Op-Ed

Will there be a test on that…?

My almost-11-year-old son has always been an avid reader. When he was younger, the kid would read just about anything he could get his mitts on. Case in point: when I was pregnant with his little sister I took him to the doctor’s office and he sat there, five years old, reading the side of the sonogram machine. In the last couple of years, he’s blown through the Harry Potter series, Percy Jackson, every Wimpy Kid, the Fablehaven books, Goosebumps and a gazillion others.

Then, something happened.

He was assigned Treasure Island this year as summer reading.

At first, he was excited. An adventure book! About buccaneers! And buried gold! He couldn’t wait! Until…

He started reading. And not more than two chapters in, his eyes glazed over and he looked at me and moaned, “Mom, this is sooooooo boring!” (This, from a kid who read a sonogram machine. On purpose.)

Now, I don’t want to sound like I’m bashing Treasure Island. Because I’m not. Clearly, it’s just not my son’s cup of tea.

But the fact that my son actually put down a book — on purpose — well, that makes me a little sad. Because I was just like my son as a kid. Always had a book in my hand. Read anything put in front of me. Could likely have told you how many grams of sugar, protein and polyunsaturated fat were in a box of Cheerios.

Then, something happened.

Right around the end of middle school, I discovered to my horror that reading could be… drudgery. All of a sudden, books had to be dissected like lab frogs to uncover hidden meanings. Symbolism abounded. Every novel seemed to feature a “Christ figure.” A story could no longer just be a story. It had to have a moral. A theme. A lot of convoluted English that no one had spoken for centuries.

● Prompt A: In the op-ed, which book was the son assigned as summer reading?
● Prompt B: Rewrite the stretch of the op-ed from "But the fact" through "box of Cheerios.", putting "a bit sad" in place of "a little sad".

● Dataset entries:
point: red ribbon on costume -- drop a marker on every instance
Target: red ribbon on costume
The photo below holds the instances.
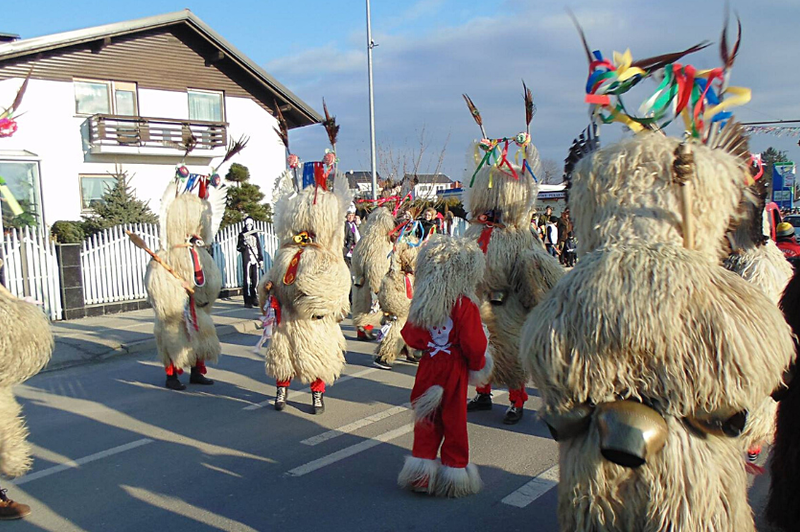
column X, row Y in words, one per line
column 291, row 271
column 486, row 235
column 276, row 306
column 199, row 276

● Task answer A: Treasure Island

● Task answer B:
But the fact that my son actually put down a book — on purpose — well, that makes me a bit sad. Because I was just like my son as a kid. Always had a book in my hand. Read anything put in front of me. Could likely have told you how many grams of sugar, protein and polyunsaturated fat were in a box of Cheerios.